[Text shown Boundary: Start]
Johansen, Anders2; Kanijo, B2; Fredheim, S4; Olsen, Birthe2; Hertz, B2; Lauridsen, M.H.2; Andersen, M L M2; Mortensen, H B5; Svensson, J5
1 Department of Clinical Medicine, Department of Clinical Medicine, Faculty of Health and Medical Sciences, Københavns Universitet2 unknown3 Graduate School of Health and Medical Sciences, Faculty of Health and Medical Sciences, Københavns Universitet4 Graduate School of Health and Medical Sciences, Faculty of Health and Medical Sciences, Københavns Universitet5 Department of Clinical Medicine, Department of Clinical Medicine, Faculty of Health and Medical Sciences, Københavns Universitet
OBJECTIVE: To investigate the prevalence of severe hypoglycemia in Danish children and adolescents with type 1 diabetes and to pinpoint predictors of this acute complication in children on modern treatment modalities. RESEARCH DESIGN AND METHODS: The study is based on data from DanDiabKids, a national diabetes register for children and adolescents. The register contains data on patients with type 1 diabetes with an ascertainment rate of 99%. Data from 3320 patients aged 0-18 yr was included in the study period from 1998 to 2009 and analyzed using a negative binomial model. RESULTS: One thousand nine hundred and ninety-nine episodes of severe hypoglycemia in 867 patients were registered conferring an overall incidence of severe hypoglycemia of 15.1 [95% confident interval (CI): 13.8; 16.4] per 100 patient years. This remained unchanged during the study period. Duration of diabetes, age and treatment in centers managing less than 100 patients significantly increased the risk of severe hypoglycemia (p < 0.001). Patients on insulin pump therapy had a 42% reduced risk of severe hypoglycemia compared with pen treated patients (p = 0.01). Patients treated with five or more daily insulin injections had a 31% (95% CI: 17; 49) reduced risk of severe hypoglycemia compared to patients on fewer daily injections (p = 0.015). CONCLUSIONS: Despite improvements in metabolic control over a decade the prevalence of severe hypoglycemic events remained unchanged. More intensive treatments such as insulin pump therapy and multiple daily injections on a national level seems to be a protective factor for developing severe hypoglycemia up to 2009.
[Text shown Boundary: End]
[Material supplied Boundary: Start]
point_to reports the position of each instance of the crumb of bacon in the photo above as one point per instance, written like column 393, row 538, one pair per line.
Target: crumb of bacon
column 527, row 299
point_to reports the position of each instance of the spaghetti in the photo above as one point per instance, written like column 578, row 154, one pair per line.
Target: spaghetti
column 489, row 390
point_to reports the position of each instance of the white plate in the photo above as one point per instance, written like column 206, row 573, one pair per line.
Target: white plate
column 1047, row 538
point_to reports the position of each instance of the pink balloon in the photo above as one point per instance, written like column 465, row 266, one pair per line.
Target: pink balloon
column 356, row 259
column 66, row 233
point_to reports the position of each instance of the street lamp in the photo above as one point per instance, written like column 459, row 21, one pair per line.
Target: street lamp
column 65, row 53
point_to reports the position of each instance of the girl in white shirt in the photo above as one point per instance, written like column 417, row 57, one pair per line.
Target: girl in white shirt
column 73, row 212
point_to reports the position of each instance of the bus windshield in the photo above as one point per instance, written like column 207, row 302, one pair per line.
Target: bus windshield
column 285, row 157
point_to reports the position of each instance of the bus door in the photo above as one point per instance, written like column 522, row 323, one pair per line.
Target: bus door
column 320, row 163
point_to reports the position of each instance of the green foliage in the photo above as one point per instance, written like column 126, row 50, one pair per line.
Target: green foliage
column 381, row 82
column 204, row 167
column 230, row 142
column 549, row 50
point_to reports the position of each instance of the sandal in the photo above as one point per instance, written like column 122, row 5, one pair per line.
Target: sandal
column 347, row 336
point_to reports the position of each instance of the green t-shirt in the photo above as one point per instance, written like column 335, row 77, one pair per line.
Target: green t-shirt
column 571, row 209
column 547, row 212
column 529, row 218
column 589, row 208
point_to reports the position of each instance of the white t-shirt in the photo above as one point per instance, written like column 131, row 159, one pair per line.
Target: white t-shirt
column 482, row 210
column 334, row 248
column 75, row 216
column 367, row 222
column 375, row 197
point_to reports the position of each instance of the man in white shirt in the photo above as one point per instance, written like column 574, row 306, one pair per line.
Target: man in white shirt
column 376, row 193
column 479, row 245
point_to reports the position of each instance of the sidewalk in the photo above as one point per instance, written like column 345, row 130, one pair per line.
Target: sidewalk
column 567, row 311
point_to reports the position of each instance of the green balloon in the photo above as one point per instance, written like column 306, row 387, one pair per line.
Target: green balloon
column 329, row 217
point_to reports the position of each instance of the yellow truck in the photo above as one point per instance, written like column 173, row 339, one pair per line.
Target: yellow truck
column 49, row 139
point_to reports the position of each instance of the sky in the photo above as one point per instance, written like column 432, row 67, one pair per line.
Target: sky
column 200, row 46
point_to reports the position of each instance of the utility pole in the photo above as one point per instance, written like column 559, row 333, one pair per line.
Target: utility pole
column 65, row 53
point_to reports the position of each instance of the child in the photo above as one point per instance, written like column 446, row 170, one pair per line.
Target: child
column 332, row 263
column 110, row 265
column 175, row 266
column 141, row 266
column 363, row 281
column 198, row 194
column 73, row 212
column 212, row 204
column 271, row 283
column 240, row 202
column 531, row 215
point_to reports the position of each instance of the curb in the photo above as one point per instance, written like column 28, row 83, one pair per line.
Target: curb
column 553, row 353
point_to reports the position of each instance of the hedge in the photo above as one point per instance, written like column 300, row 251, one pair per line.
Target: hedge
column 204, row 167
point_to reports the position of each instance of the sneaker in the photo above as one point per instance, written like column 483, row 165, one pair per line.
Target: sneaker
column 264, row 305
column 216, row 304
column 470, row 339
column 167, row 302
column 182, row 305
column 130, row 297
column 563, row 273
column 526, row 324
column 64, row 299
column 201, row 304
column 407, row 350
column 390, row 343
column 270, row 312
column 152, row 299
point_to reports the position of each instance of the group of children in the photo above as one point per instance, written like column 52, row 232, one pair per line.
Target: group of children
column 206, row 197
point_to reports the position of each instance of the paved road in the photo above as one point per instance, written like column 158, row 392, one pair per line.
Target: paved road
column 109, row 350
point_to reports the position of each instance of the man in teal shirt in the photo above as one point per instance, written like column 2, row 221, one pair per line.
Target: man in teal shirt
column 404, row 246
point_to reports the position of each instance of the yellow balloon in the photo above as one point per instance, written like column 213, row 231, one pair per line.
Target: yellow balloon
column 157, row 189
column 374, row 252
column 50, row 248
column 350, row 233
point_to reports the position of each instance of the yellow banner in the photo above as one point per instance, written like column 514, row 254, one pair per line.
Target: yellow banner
[Material supplied Boundary: End]
Work item: Please reproduce the full text on severe hypoglycemia in Danish children with type 1 diabetes, from the author list through the conclusions, with no changes.

Answer for this exercise:
Johansen, Anders2; Kanijo, B2; Fredheim, S4; Olsen, Birthe2; Hertz, B2; Lauridsen, M.H.2; Andersen, M L M2; Mortensen, H B5; Svensson, J5
1 Department of Clinical Medicine, Department of Clinical Medicine, Faculty of Health and Medical Sciences, Københavns Universitet2 unknown3 Graduate School of Health and Medical Sciences, Faculty of Health and Medical Sciences, Københavns Universitet4 Graduate School of Health and Medical Sciences, Faculty of Health and Medical Sciences, Københavns Universitet5 Department of Clinical Medicine, Department of Clinical Medicine, Faculty of Health and Medical Sciences, Københavns Universitet
OBJECTIVE: To investigate the prevalence of severe hypoglycemia in Danish children and adolescents with type 1 diabetes and to pinpoint predictors of this acute complication in children on modern treatment modalities. RESEARCH DESIGN AND METHODS: The study is based on data from DanDiabKids, a national diabetes register for children and adolescents. The register contains data on patients with type 1 diabetes with an ascertainment rate of 99%. Data from 3320 patients aged 0-18 yr was included in the study period from 1998 to 2009 and analyzed using a negative binomial model. RESULTS: One thousand nine hundred and ninety-nine episodes of severe hypoglycemia in 867 patients were registered conferring an overall incidence of severe hypoglycemia of 15.1 [95% confident interval (CI): 13.8; 16.4] per 100 patient years. This remained unchanged during the study period. Duration of diabetes, age and treatment in centers managing less than 100 patients significantly increased the risk of severe hypoglycemia (p < 0.001). Patients on insulin pump therapy had a 42% reduced risk of severe hypoglycemia compared with pen treated patients (p = 0.01). Patients treated with five or more daily insulin injections had a 31% (95% CI: 17; 49) reduced risk of severe hypoglycemia compared to patients on fewer daily injections (p = 0.015). CONCLUSIONS: Despite improvements in metabolic control over a decade the prevalence of severe hypoglycemic events remained unchanged. More intensive treatments such as insulin pump therapy and multiple daily injections on a national level seems to be a protective factor for developing severe hypoglycemia up to 2009.